__Tasks to complete__:
A: Answer from the announcement below:
(i) In what year was the Beginning Farmer Center created?
(ii) In what year did Edwards retire?
(iii) On what date did Xin's new position take effect?
B: List every award to Edwards that the announcement below names.

An Iowa State University emeritus professor of economics, William Edwards has been named interim director of two Extension-focused centers in the ISU College of Agriculture and Life Sciences: the Beginning Farmer Center and the Center for Agricultural Law and Taxation. Edwards will take on responsibilities previously held by John Lawrence, who in April was named ISU’s acting vice president for Extension and outreach.
The Beginning Farmer Center, created by the Iowa Legislature in 1994, conducts programs for farmers who want to transition their farm business to the next generation or for those who want to get into farming. The Center for Agricultural Law and Taxation was established by the Iowa Board of Regents in 2006. CALT provides timely, objective information to ag producers, professionals and agribusinesses on important developments in ag law and taxation, and is a primary source of professional educational training in ag law and taxation. One of the center’s programs is the annual farm income tax schools, which ISU has conducted for nearly 45 years.
Edwards served 39 years on the economics faculty and as an ISU Extension farm management specialist, retiring in 2013. His expertise centers on farm management, ag finance, risk management, crop insurance, government programs, farm leasing and machinery management.
As an economist, Edwards oversaw development of some of the most requested information offered by ISU Extension, including the annual cash rental rate and custom farming rate surveys. For more than 30 years, he provided leadership for the Agricultural Credit School, an annual workshop sponsored by ISU and the Iowa Bankers Association. He directed an annual workshop for crop insurance agents from 2004 to 2012.
Edwards has been honored many times during his career, including the 2016 Faculty-Staff Inspiration Award from the ISU Alumni Association, the 2014 Iowa Master Farmer Award for Exceptional Service to Agriculture and the 2014 Distinguished Service to Iowa Agriculture Award from the Iowa Chapter of the American Society of Farm Managers and Rural Appraisers.
Assistant dean for research named
In a related announcement, ISU named an acclaimed researcher in animal environment engineering as the new assistant dean for research in the College of Ag and Life Sciences.
Hongwei Xin, a Charles F. Curtiss distinguished professor who holds the Iowa Egg Council Endowed Professorship in the agricultural and biosystems engineering and animal science departments, was recently named to the newly created position effective April 1. Xin also serves as director of the Egg Industry Center at ISU.

__Entries provided__:
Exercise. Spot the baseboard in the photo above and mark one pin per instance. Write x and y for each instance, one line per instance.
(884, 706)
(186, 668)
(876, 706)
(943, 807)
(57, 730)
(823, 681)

__Task answers__:
A:
(i) 1994
(ii) 2013
(iii) April 1

B:
- The 2016 Faculty-Staff Inspiration Award from the ISU Alumni Association
- The 2014 Iowa Master Farmer Award for Exceptional Service to Agriculture
- The 2014 Distinguished Service to Iowa Agriculture Award from the Iowa Chapter of the American Society of Farm Managers and Rural Appraisers